In the guide to writing an AP History thesis below, what should an essay explain for a comparison prompt?

- **Page text**
/---

Take the sample LEQ prompt from the College Board: "Evaluate the extent to which the ratification of the United States Constitution fostered change in the function of the federal government in the period from 1776 to 1800."
Here's an editorial example of a simple thesis that would earn the thesis point but sets up nothing complex:
The ratification of the Constitution significantly changed the function of the federal government by creating a stronger central authority with the power to tax and regulate commerce.
One claim, one direction. Now an editorial example of a thesis that sets up complexity:
While the ratification of the Constitution transformed the federal government from the weak coordinator of the Articles of Confederation into a national authority that could tax, regulate commerce, and enforce its own laws, deep-rooted fears of centralized power persisted, producing the Bill of Rights and a Democratic-Republican opposition that kept the government's reach contested through 1800.
This thesis argues both change and continuity, which is one of the College Board's listed pathways to the point. It also commits you to body paragraphs that explore each side.
One warning: only attempt this if you can follow through. A clear, cohesive simple argument beats a long-winded "complex" one that confuses the reader and loses you other points. Make sure your body paragraphs actually deliver what the thesis promises.
Step 2: Pick one complexity pathway and commit
Don't try to do all four bullet points from the rubric. Pick the pathway that fits the prompt's reasoning process and develop it fully:
- For a "turning point" or change-over-time prompt, argue both change AND continuity.
- For a causation prompt, explain multiple causes or both cause and effect.
- For a comparison prompt, explain both similarity and difference.
- If you know material from other periods well, draw an insightful connection across periods that genuinely supports your argument (for example, connecting Reconstruction-era federal power debates back to the ratification fights of the 1780s).

\---

- **Dataset records**
/---

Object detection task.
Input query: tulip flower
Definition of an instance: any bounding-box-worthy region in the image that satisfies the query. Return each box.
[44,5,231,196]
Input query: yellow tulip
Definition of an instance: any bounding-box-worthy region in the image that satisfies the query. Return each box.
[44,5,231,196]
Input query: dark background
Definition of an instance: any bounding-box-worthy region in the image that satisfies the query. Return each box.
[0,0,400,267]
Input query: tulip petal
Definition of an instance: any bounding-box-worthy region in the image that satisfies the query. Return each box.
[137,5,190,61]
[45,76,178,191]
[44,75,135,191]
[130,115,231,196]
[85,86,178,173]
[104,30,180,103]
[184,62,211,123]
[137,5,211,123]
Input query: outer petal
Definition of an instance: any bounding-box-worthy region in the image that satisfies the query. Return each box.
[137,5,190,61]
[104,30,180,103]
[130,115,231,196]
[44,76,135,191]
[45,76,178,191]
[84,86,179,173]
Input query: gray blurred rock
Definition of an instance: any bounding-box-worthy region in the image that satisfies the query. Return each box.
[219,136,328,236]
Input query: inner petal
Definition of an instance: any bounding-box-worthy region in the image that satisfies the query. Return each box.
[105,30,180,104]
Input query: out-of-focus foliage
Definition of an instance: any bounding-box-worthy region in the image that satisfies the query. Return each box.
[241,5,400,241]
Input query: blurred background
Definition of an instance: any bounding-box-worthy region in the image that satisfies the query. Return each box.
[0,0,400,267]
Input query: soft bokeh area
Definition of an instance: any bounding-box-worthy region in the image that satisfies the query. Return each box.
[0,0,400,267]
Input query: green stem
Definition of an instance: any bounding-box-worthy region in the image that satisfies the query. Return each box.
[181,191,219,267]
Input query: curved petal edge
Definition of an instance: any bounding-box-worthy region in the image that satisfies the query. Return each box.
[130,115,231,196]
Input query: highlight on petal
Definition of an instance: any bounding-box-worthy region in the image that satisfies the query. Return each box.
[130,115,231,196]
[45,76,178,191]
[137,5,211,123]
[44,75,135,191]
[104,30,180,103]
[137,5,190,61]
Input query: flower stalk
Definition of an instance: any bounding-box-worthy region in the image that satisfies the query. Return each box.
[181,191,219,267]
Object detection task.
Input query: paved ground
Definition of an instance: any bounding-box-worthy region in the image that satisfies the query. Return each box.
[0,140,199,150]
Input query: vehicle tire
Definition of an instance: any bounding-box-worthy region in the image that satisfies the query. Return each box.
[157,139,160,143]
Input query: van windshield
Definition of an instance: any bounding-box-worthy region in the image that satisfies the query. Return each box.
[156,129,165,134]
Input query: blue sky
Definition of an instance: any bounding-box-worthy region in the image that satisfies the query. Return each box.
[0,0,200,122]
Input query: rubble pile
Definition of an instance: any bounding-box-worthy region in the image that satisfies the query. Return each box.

\---

- **Solution**
Both similarity and difference.